[What you need to do]
All of the listing is to be written out word for word, with the pictures left out.
--- START ---
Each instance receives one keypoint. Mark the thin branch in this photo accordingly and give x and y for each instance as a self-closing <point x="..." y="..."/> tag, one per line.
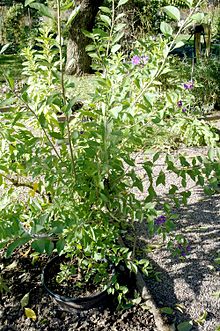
<point x="68" y="118"/>
<point x="160" y="69"/>
<point x="29" y="185"/>
<point x="43" y="129"/>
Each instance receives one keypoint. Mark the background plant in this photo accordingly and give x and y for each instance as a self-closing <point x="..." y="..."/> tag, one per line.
<point x="82" y="187"/>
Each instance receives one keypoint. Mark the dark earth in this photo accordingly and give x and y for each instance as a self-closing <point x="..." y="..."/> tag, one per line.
<point x="21" y="274"/>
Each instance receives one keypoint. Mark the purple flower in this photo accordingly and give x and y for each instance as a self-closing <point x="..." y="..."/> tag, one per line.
--- END ---
[Solution to this problem]
Each instance receives one keypoint. Mark the thin branch in this photo accordingly and give x and y for each instance as a self-closing <point x="..." y="..."/> tag, one per line.
<point x="68" y="118"/>
<point x="160" y="69"/>
<point x="29" y="185"/>
<point x="43" y="129"/>
Each instance receives one keypoint. Mark the background plant in this photo accordingly and give x and y for each instance as a self-closing <point x="..." y="..."/> tag, one per line.
<point x="82" y="187"/>
Each instance receives one keypoint. Mark the dark earth in this photo accordingly and give x and y for each instance as a self-closing <point x="..." y="..."/> tag, one per line.
<point x="21" y="274"/>
Each instance receives one keypoint. Mark the purple flower in this photo accordingly and give x and y for each instance as a self-closing <point x="..." y="..."/> tag, one per line.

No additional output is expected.